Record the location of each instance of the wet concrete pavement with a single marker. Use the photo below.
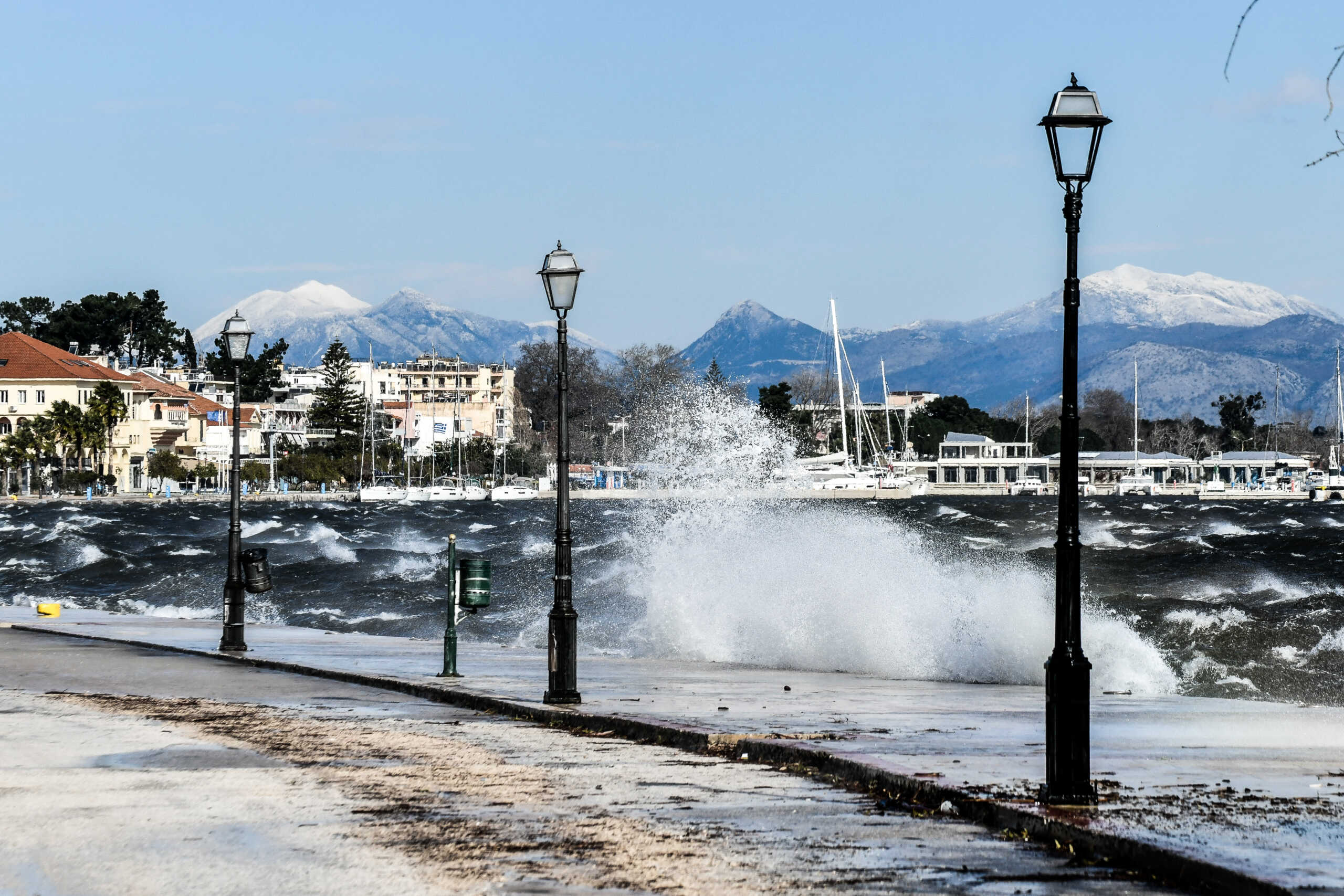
(224, 778)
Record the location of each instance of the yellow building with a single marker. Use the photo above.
(159, 414)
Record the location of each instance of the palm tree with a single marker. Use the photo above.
(70, 430)
(107, 409)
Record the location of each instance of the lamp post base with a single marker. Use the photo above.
(1067, 731)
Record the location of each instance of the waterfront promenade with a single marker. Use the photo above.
(1240, 796)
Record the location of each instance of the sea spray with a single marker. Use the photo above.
(807, 586)
(741, 574)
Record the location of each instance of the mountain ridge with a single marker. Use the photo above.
(1198, 335)
(404, 325)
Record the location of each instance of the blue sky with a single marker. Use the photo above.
(690, 155)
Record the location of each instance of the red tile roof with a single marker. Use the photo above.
(23, 358)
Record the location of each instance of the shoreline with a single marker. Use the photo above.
(819, 738)
(648, 495)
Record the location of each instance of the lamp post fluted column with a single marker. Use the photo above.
(1067, 671)
(562, 650)
(561, 277)
(234, 596)
(1073, 127)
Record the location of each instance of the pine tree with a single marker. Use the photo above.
(714, 376)
(337, 402)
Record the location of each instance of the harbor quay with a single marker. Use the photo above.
(1208, 794)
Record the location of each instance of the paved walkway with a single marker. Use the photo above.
(222, 778)
(1247, 786)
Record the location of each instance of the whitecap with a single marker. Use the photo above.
(258, 527)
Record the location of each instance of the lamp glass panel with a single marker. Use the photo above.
(1076, 104)
(557, 261)
(561, 289)
(1074, 145)
(238, 345)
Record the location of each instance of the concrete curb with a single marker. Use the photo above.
(1066, 829)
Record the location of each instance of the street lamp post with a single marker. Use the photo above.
(1073, 127)
(236, 338)
(561, 277)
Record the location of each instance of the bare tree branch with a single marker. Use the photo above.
(1328, 81)
(1334, 152)
(1235, 35)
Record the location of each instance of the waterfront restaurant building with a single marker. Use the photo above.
(965, 458)
(1252, 467)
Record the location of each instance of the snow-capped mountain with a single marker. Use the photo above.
(1135, 296)
(756, 342)
(1175, 379)
(273, 311)
(1196, 336)
(407, 324)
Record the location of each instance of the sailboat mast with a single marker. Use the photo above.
(1339, 399)
(886, 405)
(1276, 412)
(1028, 421)
(1136, 416)
(835, 333)
(433, 417)
(457, 414)
(858, 428)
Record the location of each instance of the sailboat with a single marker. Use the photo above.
(383, 487)
(1332, 484)
(1136, 483)
(510, 492)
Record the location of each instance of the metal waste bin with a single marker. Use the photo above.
(256, 571)
(476, 582)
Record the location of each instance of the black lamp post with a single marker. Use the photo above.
(236, 338)
(561, 276)
(1073, 128)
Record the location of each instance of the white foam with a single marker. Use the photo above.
(170, 610)
(815, 587)
(1332, 641)
(88, 554)
(1198, 621)
(1222, 527)
(330, 543)
(823, 586)
(258, 527)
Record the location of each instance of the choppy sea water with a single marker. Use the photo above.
(1238, 599)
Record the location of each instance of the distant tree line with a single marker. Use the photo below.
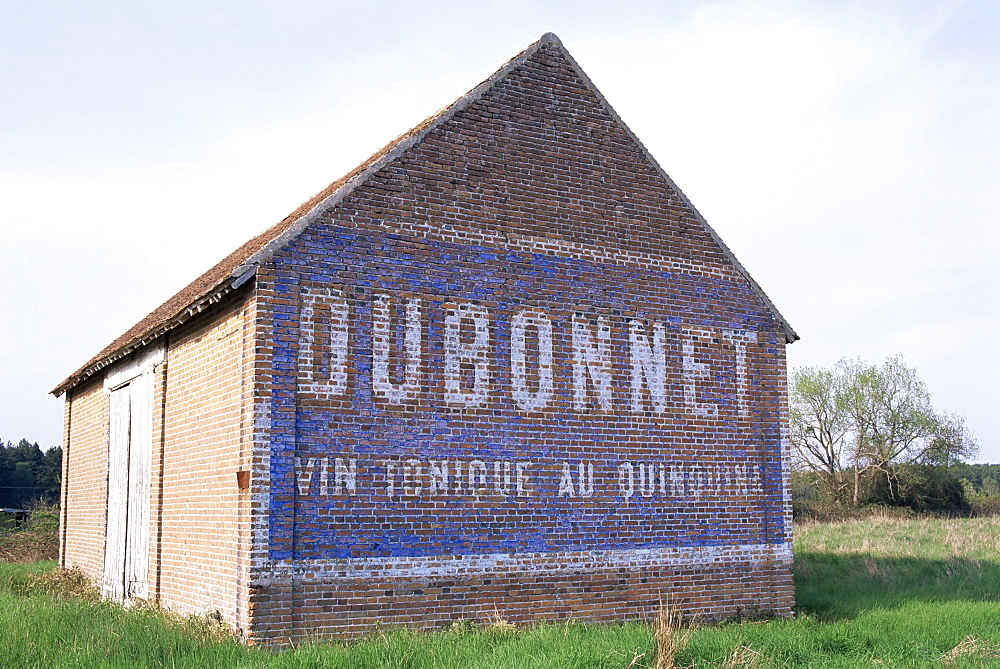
(28, 474)
(867, 434)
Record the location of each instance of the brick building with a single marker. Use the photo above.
(502, 366)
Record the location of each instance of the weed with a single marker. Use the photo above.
(669, 635)
(970, 648)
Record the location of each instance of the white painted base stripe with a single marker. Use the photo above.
(498, 564)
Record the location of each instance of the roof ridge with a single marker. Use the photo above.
(240, 265)
(339, 189)
(237, 267)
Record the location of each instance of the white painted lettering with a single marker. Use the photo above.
(649, 365)
(323, 340)
(591, 363)
(463, 358)
(407, 389)
(525, 398)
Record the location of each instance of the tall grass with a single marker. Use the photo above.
(871, 593)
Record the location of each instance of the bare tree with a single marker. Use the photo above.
(865, 421)
(820, 426)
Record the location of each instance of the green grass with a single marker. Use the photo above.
(871, 593)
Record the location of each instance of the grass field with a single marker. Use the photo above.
(871, 593)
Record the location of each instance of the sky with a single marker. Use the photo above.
(847, 152)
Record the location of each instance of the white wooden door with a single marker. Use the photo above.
(126, 548)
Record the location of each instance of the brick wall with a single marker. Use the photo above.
(199, 554)
(85, 478)
(512, 372)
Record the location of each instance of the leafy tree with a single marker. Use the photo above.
(28, 474)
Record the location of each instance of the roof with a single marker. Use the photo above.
(239, 266)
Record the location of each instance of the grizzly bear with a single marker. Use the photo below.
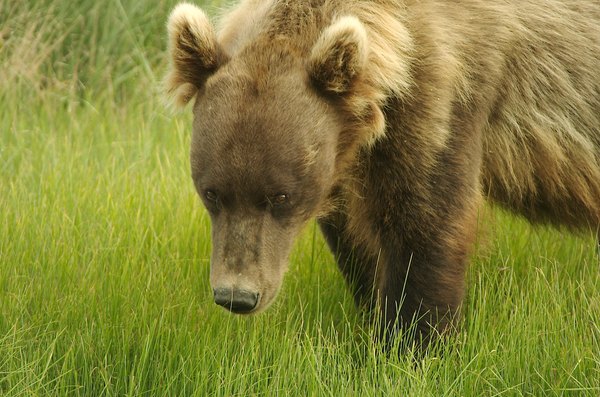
(389, 122)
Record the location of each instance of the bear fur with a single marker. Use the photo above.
(390, 122)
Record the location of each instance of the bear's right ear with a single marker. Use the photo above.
(194, 51)
(339, 56)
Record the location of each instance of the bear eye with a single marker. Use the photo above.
(211, 196)
(278, 200)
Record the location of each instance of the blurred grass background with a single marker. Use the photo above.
(104, 251)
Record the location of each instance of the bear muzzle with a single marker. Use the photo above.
(237, 301)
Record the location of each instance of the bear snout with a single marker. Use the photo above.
(238, 301)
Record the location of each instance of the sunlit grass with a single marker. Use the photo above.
(104, 252)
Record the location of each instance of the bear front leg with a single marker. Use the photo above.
(421, 282)
(357, 267)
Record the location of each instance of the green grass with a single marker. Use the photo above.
(104, 252)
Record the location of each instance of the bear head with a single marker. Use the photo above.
(273, 131)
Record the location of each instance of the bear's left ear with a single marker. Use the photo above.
(194, 51)
(339, 55)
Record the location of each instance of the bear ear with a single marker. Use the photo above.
(194, 52)
(339, 55)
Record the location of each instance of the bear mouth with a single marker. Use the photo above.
(238, 302)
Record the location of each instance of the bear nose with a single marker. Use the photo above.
(236, 300)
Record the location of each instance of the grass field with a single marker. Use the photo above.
(104, 252)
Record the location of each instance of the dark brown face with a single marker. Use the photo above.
(262, 158)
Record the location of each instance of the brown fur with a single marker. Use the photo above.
(398, 118)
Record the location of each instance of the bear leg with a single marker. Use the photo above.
(357, 267)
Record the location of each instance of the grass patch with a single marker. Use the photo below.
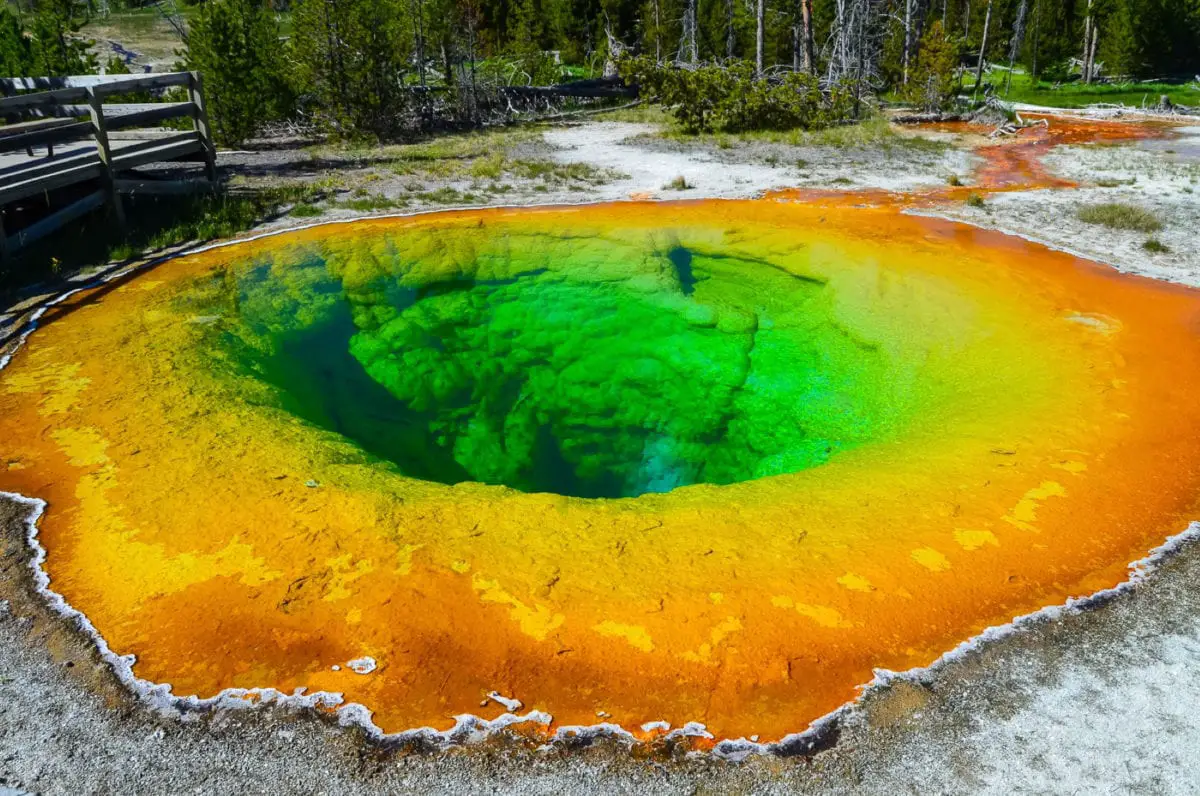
(1117, 215)
(305, 210)
(1078, 95)
(372, 203)
(154, 223)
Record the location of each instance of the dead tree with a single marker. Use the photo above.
(689, 41)
(1091, 53)
(731, 33)
(983, 46)
(761, 18)
(802, 37)
(658, 31)
(1014, 45)
(907, 37)
(418, 11)
(810, 61)
(1087, 40)
(855, 43)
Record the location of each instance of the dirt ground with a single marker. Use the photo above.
(1097, 700)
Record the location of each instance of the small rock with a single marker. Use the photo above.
(364, 665)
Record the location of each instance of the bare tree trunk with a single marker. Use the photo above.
(1014, 45)
(761, 18)
(1037, 40)
(796, 43)
(731, 35)
(983, 46)
(418, 9)
(807, 35)
(1091, 53)
(907, 37)
(658, 31)
(689, 43)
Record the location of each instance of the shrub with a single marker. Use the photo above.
(735, 99)
(235, 45)
(1117, 215)
(49, 46)
(354, 55)
(934, 82)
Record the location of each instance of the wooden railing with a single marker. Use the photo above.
(76, 115)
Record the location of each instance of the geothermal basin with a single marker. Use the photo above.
(637, 464)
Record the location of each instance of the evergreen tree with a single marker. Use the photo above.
(235, 46)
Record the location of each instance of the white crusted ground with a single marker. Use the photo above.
(1162, 177)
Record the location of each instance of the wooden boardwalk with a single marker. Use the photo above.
(69, 143)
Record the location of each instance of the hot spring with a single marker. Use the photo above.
(591, 369)
(685, 462)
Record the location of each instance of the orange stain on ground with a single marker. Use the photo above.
(227, 544)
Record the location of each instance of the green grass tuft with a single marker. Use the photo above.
(1117, 215)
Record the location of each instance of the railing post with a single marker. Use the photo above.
(196, 94)
(96, 105)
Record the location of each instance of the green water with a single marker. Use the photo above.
(592, 379)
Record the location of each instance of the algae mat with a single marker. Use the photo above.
(642, 462)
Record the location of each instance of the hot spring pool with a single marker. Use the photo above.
(687, 462)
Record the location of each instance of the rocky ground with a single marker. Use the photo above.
(1103, 700)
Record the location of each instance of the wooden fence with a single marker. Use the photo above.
(66, 132)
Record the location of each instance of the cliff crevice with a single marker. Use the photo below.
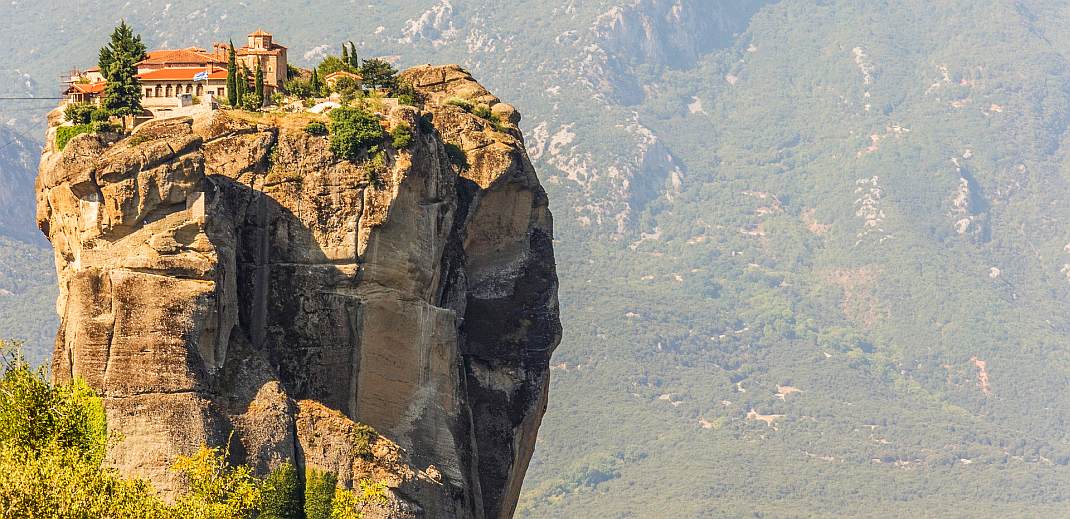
(227, 274)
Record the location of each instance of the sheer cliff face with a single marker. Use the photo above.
(226, 276)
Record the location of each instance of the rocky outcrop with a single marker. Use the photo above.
(228, 275)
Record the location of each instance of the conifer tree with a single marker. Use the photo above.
(232, 75)
(118, 61)
(315, 84)
(259, 85)
(242, 84)
(353, 60)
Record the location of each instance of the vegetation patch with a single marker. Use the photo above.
(64, 134)
(316, 127)
(457, 156)
(52, 441)
(401, 136)
(353, 132)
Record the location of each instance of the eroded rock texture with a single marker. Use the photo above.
(223, 276)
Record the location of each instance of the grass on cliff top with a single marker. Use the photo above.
(284, 120)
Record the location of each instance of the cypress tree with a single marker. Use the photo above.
(315, 84)
(232, 75)
(353, 60)
(259, 85)
(118, 62)
(242, 84)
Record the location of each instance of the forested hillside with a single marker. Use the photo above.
(814, 255)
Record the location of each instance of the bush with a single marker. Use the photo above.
(64, 134)
(457, 156)
(352, 132)
(52, 440)
(281, 497)
(407, 93)
(102, 126)
(483, 111)
(462, 104)
(216, 489)
(250, 102)
(319, 493)
(401, 136)
(301, 88)
(79, 112)
(316, 127)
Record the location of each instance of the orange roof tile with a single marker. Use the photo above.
(180, 74)
(258, 51)
(192, 56)
(88, 88)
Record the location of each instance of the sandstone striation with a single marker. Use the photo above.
(227, 276)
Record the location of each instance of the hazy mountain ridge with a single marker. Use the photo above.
(842, 219)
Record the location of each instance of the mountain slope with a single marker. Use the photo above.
(813, 253)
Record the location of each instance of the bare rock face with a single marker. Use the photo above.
(228, 275)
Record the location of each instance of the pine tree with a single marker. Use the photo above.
(232, 75)
(259, 85)
(118, 62)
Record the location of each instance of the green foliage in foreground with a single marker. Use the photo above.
(316, 127)
(64, 134)
(353, 131)
(319, 493)
(52, 441)
(401, 136)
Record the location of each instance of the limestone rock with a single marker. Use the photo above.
(220, 276)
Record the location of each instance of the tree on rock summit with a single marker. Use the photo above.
(118, 62)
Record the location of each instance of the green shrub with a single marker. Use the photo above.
(426, 123)
(79, 112)
(319, 493)
(216, 489)
(462, 104)
(52, 440)
(407, 93)
(281, 495)
(352, 132)
(100, 115)
(457, 156)
(483, 111)
(401, 136)
(102, 126)
(64, 134)
(316, 127)
(362, 438)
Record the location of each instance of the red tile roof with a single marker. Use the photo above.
(272, 51)
(185, 56)
(88, 88)
(180, 74)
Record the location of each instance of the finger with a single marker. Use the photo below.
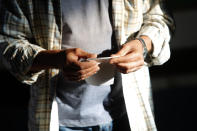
(86, 65)
(123, 51)
(129, 70)
(83, 54)
(82, 74)
(127, 58)
(127, 67)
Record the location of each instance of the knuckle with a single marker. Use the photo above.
(77, 50)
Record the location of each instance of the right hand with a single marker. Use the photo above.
(73, 69)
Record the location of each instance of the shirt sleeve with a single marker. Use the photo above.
(157, 24)
(17, 50)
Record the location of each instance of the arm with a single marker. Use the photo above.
(156, 34)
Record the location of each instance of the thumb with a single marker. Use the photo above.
(83, 54)
(123, 51)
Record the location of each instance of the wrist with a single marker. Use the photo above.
(147, 46)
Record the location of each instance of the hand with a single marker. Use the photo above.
(131, 57)
(74, 70)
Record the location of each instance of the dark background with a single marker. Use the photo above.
(174, 83)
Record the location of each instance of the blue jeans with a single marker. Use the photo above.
(106, 127)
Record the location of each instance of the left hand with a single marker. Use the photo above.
(131, 57)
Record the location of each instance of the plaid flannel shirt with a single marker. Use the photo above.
(30, 26)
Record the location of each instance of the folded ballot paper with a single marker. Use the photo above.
(105, 76)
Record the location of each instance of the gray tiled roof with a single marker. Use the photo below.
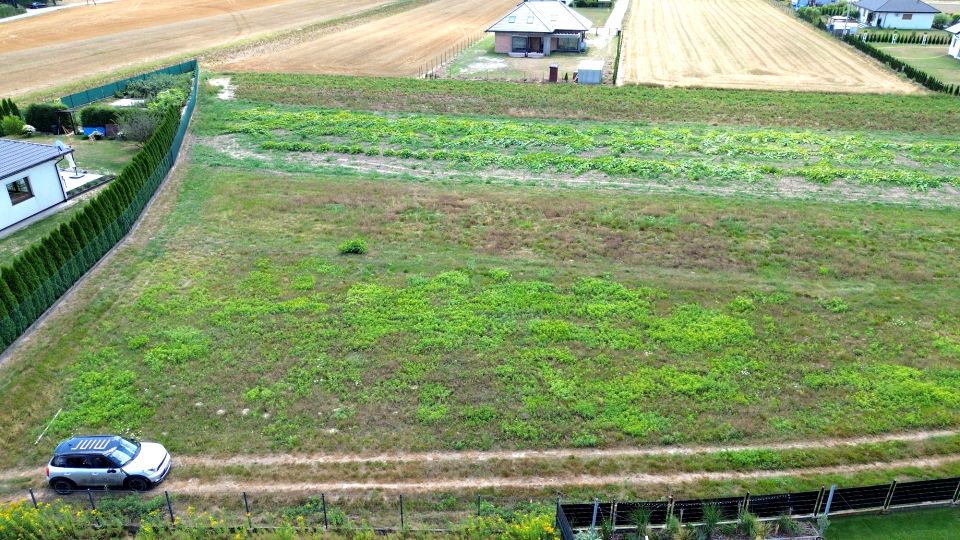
(18, 156)
(897, 6)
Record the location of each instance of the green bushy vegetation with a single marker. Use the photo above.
(930, 114)
(694, 154)
(474, 283)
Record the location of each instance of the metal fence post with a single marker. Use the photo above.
(826, 511)
(889, 498)
(323, 501)
(169, 505)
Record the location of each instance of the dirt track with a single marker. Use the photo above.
(45, 51)
(742, 44)
(392, 46)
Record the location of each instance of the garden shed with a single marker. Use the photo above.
(954, 49)
(31, 180)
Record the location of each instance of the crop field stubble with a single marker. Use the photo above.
(398, 45)
(746, 44)
(44, 51)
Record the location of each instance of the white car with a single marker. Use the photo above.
(105, 461)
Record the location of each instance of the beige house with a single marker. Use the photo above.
(539, 27)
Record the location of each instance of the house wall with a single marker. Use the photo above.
(919, 21)
(47, 192)
(501, 42)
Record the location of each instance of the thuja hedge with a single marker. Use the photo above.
(895, 63)
(41, 274)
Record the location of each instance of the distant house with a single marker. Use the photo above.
(797, 4)
(540, 27)
(31, 180)
(954, 49)
(900, 14)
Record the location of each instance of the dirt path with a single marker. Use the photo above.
(742, 44)
(197, 487)
(479, 456)
(398, 45)
(44, 52)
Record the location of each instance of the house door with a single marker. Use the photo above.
(535, 44)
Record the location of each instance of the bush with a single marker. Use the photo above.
(11, 125)
(355, 246)
(98, 115)
(149, 88)
(166, 99)
(43, 116)
(136, 125)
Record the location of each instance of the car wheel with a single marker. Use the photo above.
(62, 486)
(138, 483)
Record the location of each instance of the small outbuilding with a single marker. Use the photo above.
(954, 49)
(31, 180)
(898, 14)
(537, 28)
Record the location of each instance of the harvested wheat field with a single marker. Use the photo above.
(392, 46)
(48, 50)
(742, 44)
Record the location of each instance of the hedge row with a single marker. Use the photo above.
(906, 39)
(41, 274)
(895, 63)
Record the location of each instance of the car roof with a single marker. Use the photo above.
(88, 444)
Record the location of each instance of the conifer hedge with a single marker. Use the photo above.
(41, 274)
(895, 63)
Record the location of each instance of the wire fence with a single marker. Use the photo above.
(799, 505)
(39, 277)
(104, 91)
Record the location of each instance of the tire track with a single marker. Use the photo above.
(196, 487)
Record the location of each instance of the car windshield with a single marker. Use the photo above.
(125, 452)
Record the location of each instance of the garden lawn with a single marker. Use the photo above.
(490, 317)
(932, 59)
(939, 524)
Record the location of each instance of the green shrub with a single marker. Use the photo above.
(43, 116)
(834, 305)
(354, 246)
(11, 125)
(151, 86)
(168, 98)
(98, 115)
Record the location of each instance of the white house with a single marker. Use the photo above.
(29, 174)
(901, 14)
(538, 27)
(954, 49)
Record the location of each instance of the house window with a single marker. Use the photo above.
(19, 190)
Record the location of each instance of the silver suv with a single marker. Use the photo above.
(107, 461)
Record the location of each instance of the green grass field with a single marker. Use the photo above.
(939, 524)
(932, 59)
(593, 317)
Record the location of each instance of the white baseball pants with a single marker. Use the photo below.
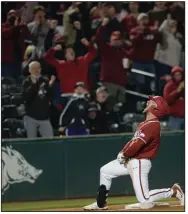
(138, 170)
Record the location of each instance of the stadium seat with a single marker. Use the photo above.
(10, 111)
(16, 99)
(5, 100)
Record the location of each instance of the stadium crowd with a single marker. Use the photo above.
(83, 68)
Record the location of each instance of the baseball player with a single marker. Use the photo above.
(135, 160)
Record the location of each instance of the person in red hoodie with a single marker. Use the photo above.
(144, 39)
(71, 70)
(174, 95)
(115, 62)
(14, 32)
————
Write down exactly the lines running from the line with "Record the location of each instance of the white baseball" through the end of the material, both ends included, and none of the pictures.

Record the location of each instance of the white baseball pants with a single marker. Use the photo below.
(138, 170)
Record the location of each instance of the stadium seat with a single marker. Use the photo above.
(10, 111)
(16, 99)
(5, 100)
Record the location of each instance of the stadium crowd with a single marker. Use the photo above.
(83, 68)
Record the location of each instance of the baseball player with a single marker. Use the photo above.
(135, 160)
Record the location of each instance of the person in red hoodie with a single marker. Use the photo above.
(144, 39)
(71, 70)
(174, 95)
(115, 62)
(14, 32)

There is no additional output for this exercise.